**EXERCISE DIRECTIONS:** Everything from the line containing "Exercise. Point to the blue" through the last line of the records must be returned verbatim, and nothing outside that range.

* * * * * * * * *

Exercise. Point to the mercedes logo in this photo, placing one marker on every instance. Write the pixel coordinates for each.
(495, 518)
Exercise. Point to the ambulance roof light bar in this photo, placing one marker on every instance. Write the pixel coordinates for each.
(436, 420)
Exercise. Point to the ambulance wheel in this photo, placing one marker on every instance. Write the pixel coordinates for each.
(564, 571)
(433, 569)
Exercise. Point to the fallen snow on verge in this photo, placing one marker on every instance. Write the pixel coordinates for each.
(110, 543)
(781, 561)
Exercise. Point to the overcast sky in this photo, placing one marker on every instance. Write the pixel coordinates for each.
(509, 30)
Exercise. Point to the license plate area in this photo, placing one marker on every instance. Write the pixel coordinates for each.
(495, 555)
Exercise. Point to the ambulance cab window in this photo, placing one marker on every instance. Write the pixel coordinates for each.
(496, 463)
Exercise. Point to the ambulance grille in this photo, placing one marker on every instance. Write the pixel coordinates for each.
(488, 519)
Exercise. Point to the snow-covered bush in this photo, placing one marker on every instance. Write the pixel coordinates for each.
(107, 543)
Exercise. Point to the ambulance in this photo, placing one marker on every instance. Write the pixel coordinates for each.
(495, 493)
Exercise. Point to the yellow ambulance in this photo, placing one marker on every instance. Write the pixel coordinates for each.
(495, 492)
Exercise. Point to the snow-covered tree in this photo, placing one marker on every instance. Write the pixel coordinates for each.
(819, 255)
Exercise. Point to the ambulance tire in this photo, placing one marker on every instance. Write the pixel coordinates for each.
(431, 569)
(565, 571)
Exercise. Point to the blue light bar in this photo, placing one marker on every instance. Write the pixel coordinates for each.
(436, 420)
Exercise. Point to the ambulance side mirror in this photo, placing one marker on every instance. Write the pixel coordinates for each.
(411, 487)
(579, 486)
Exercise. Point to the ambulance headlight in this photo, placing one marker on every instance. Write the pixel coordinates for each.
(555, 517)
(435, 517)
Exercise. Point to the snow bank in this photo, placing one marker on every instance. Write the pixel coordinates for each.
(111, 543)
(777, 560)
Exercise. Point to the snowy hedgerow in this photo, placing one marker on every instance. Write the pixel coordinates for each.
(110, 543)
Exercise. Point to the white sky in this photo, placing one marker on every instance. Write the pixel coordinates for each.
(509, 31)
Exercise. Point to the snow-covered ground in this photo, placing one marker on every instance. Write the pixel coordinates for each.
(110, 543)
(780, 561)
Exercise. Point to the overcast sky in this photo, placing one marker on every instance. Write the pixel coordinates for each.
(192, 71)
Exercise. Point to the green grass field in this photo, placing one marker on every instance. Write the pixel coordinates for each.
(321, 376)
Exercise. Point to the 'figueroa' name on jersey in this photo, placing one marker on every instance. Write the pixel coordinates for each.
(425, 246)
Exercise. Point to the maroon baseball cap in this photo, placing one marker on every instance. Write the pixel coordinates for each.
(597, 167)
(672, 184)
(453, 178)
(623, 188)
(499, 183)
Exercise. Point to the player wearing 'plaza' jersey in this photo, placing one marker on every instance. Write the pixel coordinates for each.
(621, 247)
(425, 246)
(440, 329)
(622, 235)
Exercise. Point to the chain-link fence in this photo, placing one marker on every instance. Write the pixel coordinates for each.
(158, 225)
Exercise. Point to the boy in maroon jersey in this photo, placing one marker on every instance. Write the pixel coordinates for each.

* * * * * * * * *

**IN RESPONSE:**
Exercise. Point to the blue light bar in this photo, placing one marker on every instance. Write the pixel coordinates for each.
(436, 420)
Exercise. Point to the ambulance side mirror in this photo, placing one marker on every instance. Write the pixel coordinates for each.
(411, 487)
(579, 486)
Exercise. Point to the ambulance headlight in this photo, placing one marker on every instance. Write the pixel coordinates for each.
(555, 517)
(435, 517)
Exercise. Point to the snow bank in this photo, placing one marker on every instance. Write the pixel coordinates for each.
(111, 543)
(777, 560)
Exercise. Point to the snowy hedgerow in this photo, placing one marker on every instance. Write the pixel coordinates for each.
(110, 543)
Exercise. Point to the white sky in this photo, placing one marker on every instance. Write the pixel coordinates for each.
(509, 31)
Exercise. Point to the snow-covered ground in this photo, placing one marker on every instance. Write the pixel coordinates for each.
(110, 543)
(780, 561)
Exercise. Point to the overcast sky in this photo, placing one marker on every instance. Write the pixel coordinates for each.
(192, 71)
Exercise. Point to the green grass field in this photo, placing one marker on every instance. Write the pixel coordinates for each.
(321, 376)
Exercise. Point to the 'figueroa' name on jersey in this photo, placing one marker on every instance. Write the pixel coordinates for each.
(425, 246)
Exercise. Point to the maroon baseball cap in this photo, placing one marker on every instance. Write the pixel coordinates for each.
(597, 167)
(672, 184)
(453, 178)
(623, 188)
(499, 183)
Exercise. Point to the player wearing 'plaza' jersey in this photo, placing one marker on every instance. Write the pixel coordinates for each.
(621, 247)
(425, 246)
(440, 329)
(622, 235)
Exercise. Point to the chain-link fence in this photo, placing one marker on every instance. Write the pixel coordinates for each.
(158, 225)
Exercise. Point to the boy in maroon jersey in this photo, placing one marker on every instance. Write the pixel coordinates for each.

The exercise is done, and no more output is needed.